### INSTRUÇÕES
a) De acordo com o texto fornecido, qual porcentagem das ações ficaria com a família Mota após o acordo?
b) Com base no texto fornecido, explique por que a CCCC provavelmente tomaria as decisões-chave sobre onde e como investir.
c) Prossiga com o texto sobre o acordo entre a CCCC e a Mota Engil a partir do ponto em que ele termina.

### TEXTO FORNECIDO
+ + + + +

Segundo Artur Amaro, analista do CaixaBI, um banco de investimento português, o acordo com a CCCC faz sentido estratégico para ambas as partes. “A Mota Engil recebe uma injeção de capital vital em um momento difícil, mas também tem a oportunidade de ganhar experiência e know-how de uma das maiores e mais avançadas empresas de construção civil do mundo”, disse ele ao Diálogo Chino.

“Para a CCCC, o mercado português é minúsculo, a lógica tem que ser o acesso a novos mercados, a experiência que a Mota Engil adquiriu na África e na América Latina e as relações que cultivou com os governos de lá”.

O acordo deixaria a família Mota com 40% das ações. Entretanto, a musculatura financeira da CCCC significa que provavelmente ela tomaria as decisões-chave de onde e como investir. A empresa tem um peso político significativo em Portugal, contando com ex-ministros dos partidos de centro-direita e esquerda entre seus funcionários e assessores. Empregos bem remunerados semelhantes foram oferecidos a políticos influentes após as aquisições chinesas nos setores de serviços públicos e de energia em Portugal, levando a debates na Europa sobre se Portugal é um “amigo especial” da China.

“As empresas chinesas têm sido muito hábeis em atrair e cooptar a elite portuguesa de todo o espectro político”, disse Miguel Monjardino, professor de geopolítica da Universidade Católica Portuguesa, ao Diálogo Chino. “Isso lhes dá acesso ao processo de tomada de decisões políticas em Portugal. Mas eles também têm influência no exterior, para onde as empresas chinesas querem se expandir. Isso é parte da ‘parceria estratégica’ que os dois países estão tentando desenvolver e é a razão pela qual Portugal é tão útil para a China”.

As empresas chinesas são especialistas em vencer licitações e têm usado fusões e aquisições como forma de obter acesso a ativos na região desde o início dos anos 2000

Diante de uma crescente dívida pública e da resistência de associações setoriais, a forma como os países latino-americanos tomam empréstimo da China, por meio de bancos estatais e fundos condicionados à contratação de empresas chinesas, está em declínio.

A CCCC reconhece a mudança do cenário. Em um artigo publicado no ano passado na International Engineering and Labour Service, uma revista pertencente à China International Contractors Association (CHINCA), dois funcionários da CCCC, incluindo Chang Yunbo, presidente da CCCC Southern America Regional Company (como a subsidiária é referida em uma tradução em inglês do chinês), nota:

“Nos últimos anos, os países sul-americanos têm promovido vigorosamente projetos PPP [parcerias público-privadas] e projetos de investimento e financiamento a fim de aliviar as pressões financeiras governamentais… As vantagens de equipamento, experiência e eficiência de gestão que as empresas de engenharia chinesas têm no mercado tradicional têm se transformado em desvantagens na América do Sul”.

+ + + + +

### MATERIAL FORNECIDO
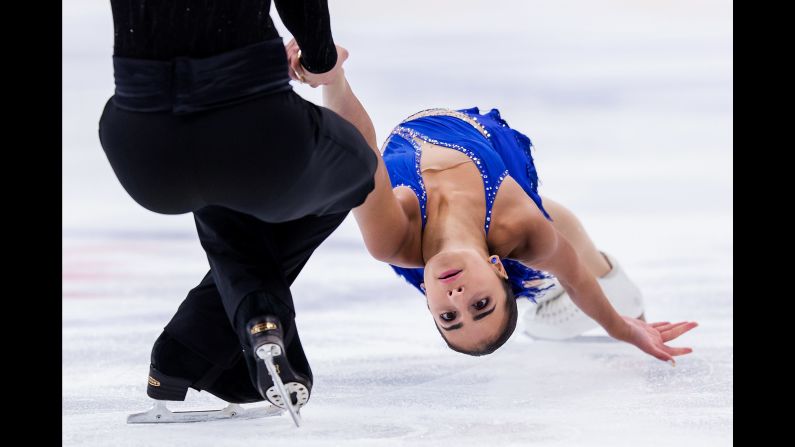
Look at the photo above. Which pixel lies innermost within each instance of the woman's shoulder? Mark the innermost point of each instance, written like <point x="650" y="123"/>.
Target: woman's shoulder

+ + + + +

### RESPOSTAS FORNECIDAS
a) A família Mota ficaria com 40% das ações.

b) Isso se deve à musculatura financeira da CCCC. Por isso, a empresa provavelmente decidiria onde e como investir, mesmo com a família Mota mantendo 40% das ações.

c)
Talvez prevendo o interesse em adquirir uma participação na Mota Engil, os executivos da CCCC observam que “as empresas europeias confiaram em sua rica experiência no modelo PPP para ter uma maior participação no mercado, para buscar maiores margens de lucro e mais oportunidades de cooperação”.

A transação provocou um recuo em relação aos Estados Unidos. Em uma entrevista com a imprensa local em setembro, o embaixador americano em Portugal, George Glass, acusou a Mota Engil de vender sua participação por “30 moedas de prata”. Ele advertiu os governos de Moçambique, Angola e México que eles deveriam estar “conscientes de que existe uma influência maligna [por trás da Mota Engil] que poderia ter intenções diferentes em relação aos seus negócios”.

Empresas chinesas são especialistas em vencer licitações e têm usado fusões e aquisições como forma de obter acesso a ativos na região desde o início dos anos 2000

Glass disse que Portugal, que tem visto investimentos estratégicos chineses em serviços públicos, 5G e projetos portuários, “precisa escolher agora” entre os Estados Unidos e a China.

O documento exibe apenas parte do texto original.